Document extract
-*-*-

For decades, research has found large differences in test scores between autumn-born and summer-born pupils in attainment at school (1).

The differences are evident at the earliest ages and remain (though are smaller) at GCSE and A level, and in further and higher education too (2).

The artificial advantage given to autumn-born pupils in tests of educational attainment can have an impact on their wellbeing at school, and matters for pupils’ later outcomes.

There are, of course, other characteristics which affect attainment – in particular, coming from a disadvantaged background (which has a much larger effect on attainment than month of birth), having an SEN, and gender. However, many consider the lottery of birth date to be particularly unfair, and one which has not been properly addressed in our education system.

On average, the oldest in the class outperform the youngest in tests of attainment because they are older when they are tested (3). Even when all pupils have had the same amount of schooling at the time of any test, the oldest have been alive for longer, giving their brain longer to develop and having more time interacting with their parents, their family and the world. Which children are the youngest in the class and which are the oldest is determined almost completely at random because it is difficult to manipulate.

So the government’s willingness to solve the problem that arises from within-year age differences should be welcomed. A new policy announced recently proposes to allow parents of summer-born pupils (covering those born between April 1 and August 31) to have the option of delaying their child’s entry into reception class (see panel, opposite).

-*-*-

Data supplied
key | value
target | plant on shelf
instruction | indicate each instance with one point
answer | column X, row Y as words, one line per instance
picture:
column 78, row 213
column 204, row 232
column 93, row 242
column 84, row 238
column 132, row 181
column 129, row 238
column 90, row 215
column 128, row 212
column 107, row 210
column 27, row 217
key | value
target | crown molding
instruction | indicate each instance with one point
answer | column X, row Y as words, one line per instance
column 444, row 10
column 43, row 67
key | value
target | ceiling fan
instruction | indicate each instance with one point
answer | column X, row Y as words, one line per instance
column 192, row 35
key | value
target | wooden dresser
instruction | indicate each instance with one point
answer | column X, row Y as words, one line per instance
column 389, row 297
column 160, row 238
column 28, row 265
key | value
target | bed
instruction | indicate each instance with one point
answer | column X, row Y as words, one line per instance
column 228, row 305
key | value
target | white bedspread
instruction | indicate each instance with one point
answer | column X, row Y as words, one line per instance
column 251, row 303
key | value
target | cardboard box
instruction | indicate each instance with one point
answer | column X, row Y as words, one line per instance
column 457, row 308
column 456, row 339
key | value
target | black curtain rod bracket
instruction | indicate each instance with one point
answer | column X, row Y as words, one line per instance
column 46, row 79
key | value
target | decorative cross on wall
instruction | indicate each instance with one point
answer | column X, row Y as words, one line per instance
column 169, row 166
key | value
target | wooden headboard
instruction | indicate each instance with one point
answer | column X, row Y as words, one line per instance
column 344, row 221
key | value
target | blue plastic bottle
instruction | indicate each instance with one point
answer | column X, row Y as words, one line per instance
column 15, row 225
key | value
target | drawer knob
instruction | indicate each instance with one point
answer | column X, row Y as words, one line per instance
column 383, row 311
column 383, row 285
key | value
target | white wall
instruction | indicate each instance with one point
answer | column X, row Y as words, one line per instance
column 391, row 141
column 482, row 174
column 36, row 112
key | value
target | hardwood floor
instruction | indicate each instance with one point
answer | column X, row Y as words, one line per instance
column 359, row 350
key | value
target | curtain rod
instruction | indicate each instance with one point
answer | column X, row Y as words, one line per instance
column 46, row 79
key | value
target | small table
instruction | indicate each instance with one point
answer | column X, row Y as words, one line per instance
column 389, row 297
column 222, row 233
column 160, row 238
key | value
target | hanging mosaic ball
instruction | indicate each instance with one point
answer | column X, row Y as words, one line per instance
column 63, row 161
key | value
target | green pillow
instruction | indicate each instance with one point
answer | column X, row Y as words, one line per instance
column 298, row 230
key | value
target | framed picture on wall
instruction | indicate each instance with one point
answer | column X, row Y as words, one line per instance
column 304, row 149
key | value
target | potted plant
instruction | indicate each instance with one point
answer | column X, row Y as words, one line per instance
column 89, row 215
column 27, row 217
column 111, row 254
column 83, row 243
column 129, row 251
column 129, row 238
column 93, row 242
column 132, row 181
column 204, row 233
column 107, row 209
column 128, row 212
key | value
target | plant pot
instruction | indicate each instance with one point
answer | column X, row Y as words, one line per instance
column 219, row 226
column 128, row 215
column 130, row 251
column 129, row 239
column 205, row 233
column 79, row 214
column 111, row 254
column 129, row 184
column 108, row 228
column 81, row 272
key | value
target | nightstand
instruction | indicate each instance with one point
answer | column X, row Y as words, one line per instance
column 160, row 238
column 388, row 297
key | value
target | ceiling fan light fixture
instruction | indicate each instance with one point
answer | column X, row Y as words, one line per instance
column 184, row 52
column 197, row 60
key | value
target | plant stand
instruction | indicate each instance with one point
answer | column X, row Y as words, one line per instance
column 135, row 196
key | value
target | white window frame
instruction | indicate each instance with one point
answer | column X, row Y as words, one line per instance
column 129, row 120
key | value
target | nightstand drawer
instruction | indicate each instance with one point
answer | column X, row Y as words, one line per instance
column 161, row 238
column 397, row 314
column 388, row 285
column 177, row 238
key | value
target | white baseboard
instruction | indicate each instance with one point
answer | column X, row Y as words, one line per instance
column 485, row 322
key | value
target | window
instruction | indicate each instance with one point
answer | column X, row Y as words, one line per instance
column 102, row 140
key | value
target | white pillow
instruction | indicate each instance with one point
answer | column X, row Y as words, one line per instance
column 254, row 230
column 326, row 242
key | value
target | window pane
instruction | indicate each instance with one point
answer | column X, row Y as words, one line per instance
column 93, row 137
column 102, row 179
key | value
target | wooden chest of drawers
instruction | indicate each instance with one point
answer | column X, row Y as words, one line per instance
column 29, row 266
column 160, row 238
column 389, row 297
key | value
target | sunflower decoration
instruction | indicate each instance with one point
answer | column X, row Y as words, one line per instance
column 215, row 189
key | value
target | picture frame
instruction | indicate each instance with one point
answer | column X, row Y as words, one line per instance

-*-*-

Pick up the passage on summer-born pupils and school attainment after its final sentence and continue it.

For years, some parents have campaigned for the right to delay their summer-born child’s entry to reception. Their motivation is understandable and clear: if their child was allowed to wait another year they would benefit from becoming the oldest in the class rather than the youngest.

Let’s follow the incentives presented to parents by the new policy to their extreme logical conclusion. Being among the oldest pupils in the class is best and being the youngest the worst, so all parents of summer-born children could potentially choose to delay their child’s entry to primary school.

This will, of course, depend on what the alternatives are – what kind of free entitlement to another year of pre-school will be on offer to children who don’t start reception class at age 4? Peer effects will also come into play – children will want to do what their friends are doing, whether that means staying in pre-school or starting in reception class.

Year groups would then be made up of summer-born pupils as the oldest in the year and spring-born the youngest in the year. This would simply shift the oldest/youngest threshold from September 1 to April 1 and fail to solve the underlying problem that relatively older children will perform better, on average, in tests than younger children.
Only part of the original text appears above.